------ RECORD EXCERPTS

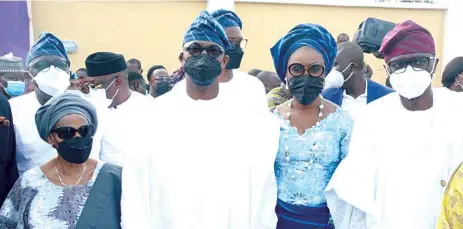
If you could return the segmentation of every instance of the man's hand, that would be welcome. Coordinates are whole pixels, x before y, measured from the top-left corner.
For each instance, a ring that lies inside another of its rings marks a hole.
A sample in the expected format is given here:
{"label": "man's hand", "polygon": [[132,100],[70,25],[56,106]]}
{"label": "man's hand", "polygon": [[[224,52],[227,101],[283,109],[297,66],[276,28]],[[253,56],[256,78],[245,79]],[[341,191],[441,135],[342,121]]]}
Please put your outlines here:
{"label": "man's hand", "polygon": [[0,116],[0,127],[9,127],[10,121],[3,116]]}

------------
------ RECORD EXCERPTS

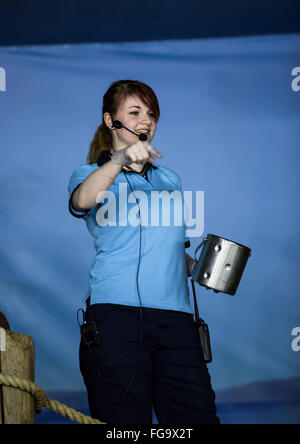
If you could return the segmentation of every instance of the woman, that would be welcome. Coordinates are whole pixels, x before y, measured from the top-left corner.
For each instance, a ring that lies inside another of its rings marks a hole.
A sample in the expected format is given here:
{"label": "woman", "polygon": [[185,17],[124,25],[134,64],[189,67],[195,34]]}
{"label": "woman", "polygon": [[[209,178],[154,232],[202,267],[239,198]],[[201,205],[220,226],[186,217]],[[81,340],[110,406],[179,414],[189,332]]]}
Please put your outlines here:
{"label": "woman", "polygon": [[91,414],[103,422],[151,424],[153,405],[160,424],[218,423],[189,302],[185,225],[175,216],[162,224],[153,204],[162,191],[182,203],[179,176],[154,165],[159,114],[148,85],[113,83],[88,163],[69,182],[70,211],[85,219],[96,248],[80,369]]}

------------

WHAT TO DO:
Each line of the records with the word "would" in it is to be copied.

SOLUTION:
If you could return the segmentation of every instance of the man's hand, that would be welcome. Coordinates are whole pixels, x before y, measured from the top-left corner.
If you could return the segmentation of every instance of the woman, that would be welcome. Coordinates are whole pixels, x before y, measured from the top-left corner.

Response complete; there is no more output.